• [REQUIRED TASK]:
Report every line of the entries below that contains the string “curved”, matching case exactly.

• [DATA RECORDS]:
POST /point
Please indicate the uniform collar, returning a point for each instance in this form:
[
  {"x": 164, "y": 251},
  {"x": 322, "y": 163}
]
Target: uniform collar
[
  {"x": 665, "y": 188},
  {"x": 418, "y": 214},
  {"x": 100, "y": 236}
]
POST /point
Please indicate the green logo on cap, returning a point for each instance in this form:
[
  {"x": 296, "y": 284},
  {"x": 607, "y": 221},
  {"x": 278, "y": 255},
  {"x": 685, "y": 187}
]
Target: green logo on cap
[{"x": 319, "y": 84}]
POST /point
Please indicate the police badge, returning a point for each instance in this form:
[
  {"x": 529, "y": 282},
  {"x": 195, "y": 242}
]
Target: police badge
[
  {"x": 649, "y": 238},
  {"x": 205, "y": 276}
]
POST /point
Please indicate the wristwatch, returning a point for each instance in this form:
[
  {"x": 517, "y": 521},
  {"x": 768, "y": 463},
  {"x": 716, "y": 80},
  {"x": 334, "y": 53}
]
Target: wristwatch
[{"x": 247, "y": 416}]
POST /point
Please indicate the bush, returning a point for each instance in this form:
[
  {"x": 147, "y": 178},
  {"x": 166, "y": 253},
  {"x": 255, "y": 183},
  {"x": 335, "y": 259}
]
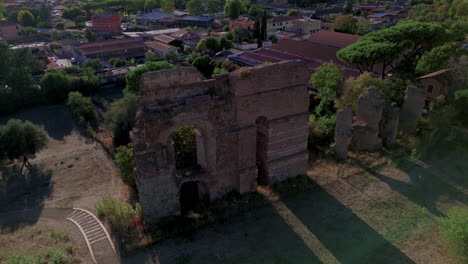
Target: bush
[
  {"x": 327, "y": 125},
  {"x": 354, "y": 87},
  {"x": 81, "y": 106},
  {"x": 121, "y": 118},
  {"x": 125, "y": 160},
  {"x": 119, "y": 214},
  {"x": 55, "y": 86},
  {"x": 454, "y": 232},
  {"x": 133, "y": 77}
]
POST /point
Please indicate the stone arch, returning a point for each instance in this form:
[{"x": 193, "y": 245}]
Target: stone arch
[
  {"x": 206, "y": 143},
  {"x": 191, "y": 193}
]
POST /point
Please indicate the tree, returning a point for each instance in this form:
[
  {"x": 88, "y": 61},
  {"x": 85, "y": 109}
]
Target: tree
[
  {"x": 118, "y": 62},
  {"x": 232, "y": 8},
  {"x": 438, "y": 58},
  {"x": 349, "y": 7},
  {"x": 327, "y": 80},
  {"x": 213, "y": 6},
  {"x": 195, "y": 7},
  {"x": 72, "y": 13},
  {"x": 125, "y": 161},
  {"x": 26, "y": 18},
  {"x": 225, "y": 43},
  {"x": 60, "y": 26},
  {"x": 121, "y": 117},
  {"x": 241, "y": 35},
  {"x": 293, "y": 13},
  {"x": 255, "y": 10},
  {"x": 209, "y": 45},
  {"x": 151, "y": 4},
  {"x": 89, "y": 35},
  {"x": 204, "y": 65},
  {"x": 81, "y": 106},
  {"x": 192, "y": 57},
  {"x": 168, "y": 6},
  {"x": 344, "y": 24},
  {"x": 397, "y": 48},
  {"x": 133, "y": 77},
  {"x": 55, "y": 86},
  {"x": 20, "y": 139},
  {"x": 94, "y": 64},
  {"x": 362, "y": 26}
]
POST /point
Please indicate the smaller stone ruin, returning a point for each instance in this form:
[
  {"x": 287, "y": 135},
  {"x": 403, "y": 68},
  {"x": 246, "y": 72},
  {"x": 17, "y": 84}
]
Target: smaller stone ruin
[{"x": 377, "y": 122}]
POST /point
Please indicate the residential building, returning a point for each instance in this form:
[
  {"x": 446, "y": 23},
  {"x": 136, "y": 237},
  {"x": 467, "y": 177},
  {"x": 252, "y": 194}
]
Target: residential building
[
  {"x": 281, "y": 23},
  {"x": 9, "y": 31},
  {"x": 306, "y": 26},
  {"x": 195, "y": 21},
  {"x": 163, "y": 38},
  {"x": 107, "y": 49},
  {"x": 152, "y": 18},
  {"x": 160, "y": 48},
  {"x": 334, "y": 39},
  {"x": 106, "y": 23},
  {"x": 436, "y": 83},
  {"x": 243, "y": 22},
  {"x": 268, "y": 55}
]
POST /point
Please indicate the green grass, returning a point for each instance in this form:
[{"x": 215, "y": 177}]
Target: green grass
[{"x": 454, "y": 232}]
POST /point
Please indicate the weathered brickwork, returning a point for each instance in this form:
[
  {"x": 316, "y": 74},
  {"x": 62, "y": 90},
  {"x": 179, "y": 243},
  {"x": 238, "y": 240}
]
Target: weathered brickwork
[{"x": 227, "y": 112}]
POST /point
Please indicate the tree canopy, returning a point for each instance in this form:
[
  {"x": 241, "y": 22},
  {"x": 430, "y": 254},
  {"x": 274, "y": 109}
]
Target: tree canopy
[
  {"x": 133, "y": 77},
  {"x": 398, "y": 47},
  {"x": 195, "y": 7},
  {"x": 20, "y": 139}
]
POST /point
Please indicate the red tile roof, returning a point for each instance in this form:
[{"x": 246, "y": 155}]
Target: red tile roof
[
  {"x": 263, "y": 55},
  {"x": 335, "y": 39},
  {"x": 109, "y": 46},
  {"x": 159, "y": 46},
  {"x": 308, "y": 49},
  {"x": 280, "y": 19},
  {"x": 164, "y": 38},
  {"x": 433, "y": 74}
]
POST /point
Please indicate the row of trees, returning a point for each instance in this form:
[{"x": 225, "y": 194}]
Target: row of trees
[
  {"x": 398, "y": 48},
  {"x": 20, "y": 139}
]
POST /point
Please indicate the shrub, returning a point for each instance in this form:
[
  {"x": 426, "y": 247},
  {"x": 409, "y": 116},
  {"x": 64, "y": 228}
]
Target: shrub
[
  {"x": 354, "y": 87},
  {"x": 81, "y": 106},
  {"x": 125, "y": 160},
  {"x": 133, "y": 77},
  {"x": 327, "y": 125},
  {"x": 454, "y": 232},
  {"x": 119, "y": 214},
  {"x": 121, "y": 118}
]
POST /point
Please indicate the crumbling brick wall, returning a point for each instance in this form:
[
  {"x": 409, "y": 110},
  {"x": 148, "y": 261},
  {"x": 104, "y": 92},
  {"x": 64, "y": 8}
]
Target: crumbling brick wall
[{"x": 225, "y": 110}]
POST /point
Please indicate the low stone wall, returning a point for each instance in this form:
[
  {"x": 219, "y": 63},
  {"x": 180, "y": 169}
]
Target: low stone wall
[{"x": 377, "y": 122}]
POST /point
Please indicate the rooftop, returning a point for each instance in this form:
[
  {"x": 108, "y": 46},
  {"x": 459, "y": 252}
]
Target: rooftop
[
  {"x": 334, "y": 39},
  {"x": 109, "y": 46},
  {"x": 159, "y": 46},
  {"x": 280, "y": 19},
  {"x": 153, "y": 16}
]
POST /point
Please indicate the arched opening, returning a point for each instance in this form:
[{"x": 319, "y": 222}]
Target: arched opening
[
  {"x": 189, "y": 150},
  {"x": 193, "y": 196},
  {"x": 262, "y": 151}
]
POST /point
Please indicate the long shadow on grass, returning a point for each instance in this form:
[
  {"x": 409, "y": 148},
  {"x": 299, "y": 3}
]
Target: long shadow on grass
[
  {"x": 425, "y": 187},
  {"x": 258, "y": 236},
  {"x": 344, "y": 234},
  {"x": 22, "y": 196}
]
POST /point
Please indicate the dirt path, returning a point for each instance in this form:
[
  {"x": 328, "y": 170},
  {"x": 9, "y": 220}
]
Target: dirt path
[{"x": 72, "y": 171}]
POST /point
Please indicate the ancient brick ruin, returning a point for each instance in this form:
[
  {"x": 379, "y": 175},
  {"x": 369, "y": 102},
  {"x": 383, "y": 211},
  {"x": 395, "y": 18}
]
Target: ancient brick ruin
[
  {"x": 252, "y": 127},
  {"x": 377, "y": 122}
]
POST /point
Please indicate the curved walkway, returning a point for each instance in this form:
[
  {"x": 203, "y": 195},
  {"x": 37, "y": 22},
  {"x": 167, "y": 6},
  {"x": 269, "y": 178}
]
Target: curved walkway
[{"x": 97, "y": 238}]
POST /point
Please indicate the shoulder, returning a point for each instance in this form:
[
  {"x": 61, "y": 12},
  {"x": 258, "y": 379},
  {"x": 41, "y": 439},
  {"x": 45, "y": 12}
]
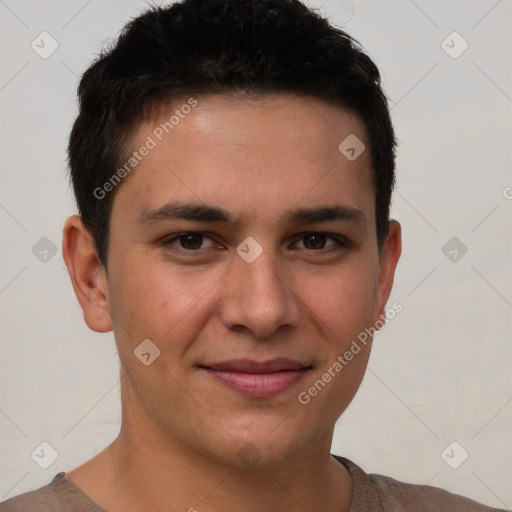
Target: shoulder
[
  {"x": 59, "y": 495},
  {"x": 44, "y": 499},
  {"x": 385, "y": 494}
]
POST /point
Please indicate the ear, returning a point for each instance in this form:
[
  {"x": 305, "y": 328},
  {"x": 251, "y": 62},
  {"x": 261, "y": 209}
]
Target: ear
[
  {"x": 87, "y": 274},
  {"x": 388, "y": 259}
]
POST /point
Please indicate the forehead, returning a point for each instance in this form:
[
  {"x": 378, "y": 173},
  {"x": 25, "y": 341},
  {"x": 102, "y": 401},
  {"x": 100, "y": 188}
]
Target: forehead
[{"x": 271, "y": 151}]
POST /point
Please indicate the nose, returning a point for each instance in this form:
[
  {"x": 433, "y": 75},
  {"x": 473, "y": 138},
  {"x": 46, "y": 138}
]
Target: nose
[{"x": 257, "y": 298}]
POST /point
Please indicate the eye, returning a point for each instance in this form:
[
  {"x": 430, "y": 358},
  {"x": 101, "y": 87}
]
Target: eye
[
  {"x": 319, "y": 241},
  {"x": 190, "y": 241}
]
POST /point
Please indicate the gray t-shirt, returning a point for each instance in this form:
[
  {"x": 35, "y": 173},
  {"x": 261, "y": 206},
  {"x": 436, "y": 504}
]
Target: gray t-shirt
[{"x": 371, "y": 493}]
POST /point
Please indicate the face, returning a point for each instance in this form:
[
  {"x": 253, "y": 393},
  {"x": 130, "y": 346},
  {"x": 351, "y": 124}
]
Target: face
[{"x": 243, "y": 245}]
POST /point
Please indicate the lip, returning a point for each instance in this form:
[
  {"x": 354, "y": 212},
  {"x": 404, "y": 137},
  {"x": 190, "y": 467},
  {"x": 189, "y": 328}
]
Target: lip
[{"x": 257, "y": 379}]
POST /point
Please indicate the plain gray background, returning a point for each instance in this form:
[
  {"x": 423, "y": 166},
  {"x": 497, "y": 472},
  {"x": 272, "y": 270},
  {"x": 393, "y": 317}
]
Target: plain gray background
[{"x": 440, "y": 371}]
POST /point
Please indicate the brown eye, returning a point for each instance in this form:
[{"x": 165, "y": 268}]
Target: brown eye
[
  {"x": 191, "y": 241},
  {"x": 314, "y": 241}
]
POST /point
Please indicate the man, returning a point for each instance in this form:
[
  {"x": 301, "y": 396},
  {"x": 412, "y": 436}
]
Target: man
[{"x": 233, "y": 164}]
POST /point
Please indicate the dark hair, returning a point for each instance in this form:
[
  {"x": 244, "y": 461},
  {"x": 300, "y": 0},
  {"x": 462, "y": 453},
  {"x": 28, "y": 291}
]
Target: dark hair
[{"x": 219, "y": 46}]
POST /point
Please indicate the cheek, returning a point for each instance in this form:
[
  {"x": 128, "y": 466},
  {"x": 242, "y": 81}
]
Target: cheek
[
  {"x": 344, "y": 301},
  {"x": 153, "y": 300}
]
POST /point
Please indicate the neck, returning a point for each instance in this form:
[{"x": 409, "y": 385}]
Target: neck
[{"x": 150, "y": 472}]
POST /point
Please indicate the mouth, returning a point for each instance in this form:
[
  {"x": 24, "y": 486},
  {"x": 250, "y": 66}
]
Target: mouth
[{"x": 257, "y": 379}]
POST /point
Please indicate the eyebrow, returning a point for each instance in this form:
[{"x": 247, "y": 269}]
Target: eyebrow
[
  {"x": 206, "y": 213},
  {"x": 325, "y": 214},
  {"x": 184, "y": 211}
]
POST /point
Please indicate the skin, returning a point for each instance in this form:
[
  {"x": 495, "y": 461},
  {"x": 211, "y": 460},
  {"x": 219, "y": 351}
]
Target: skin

• [ANSWER FOR THIS EXERCISE]:
Please indicate the curved walkway, returning a point for each instance in this form:
Target: curved walkway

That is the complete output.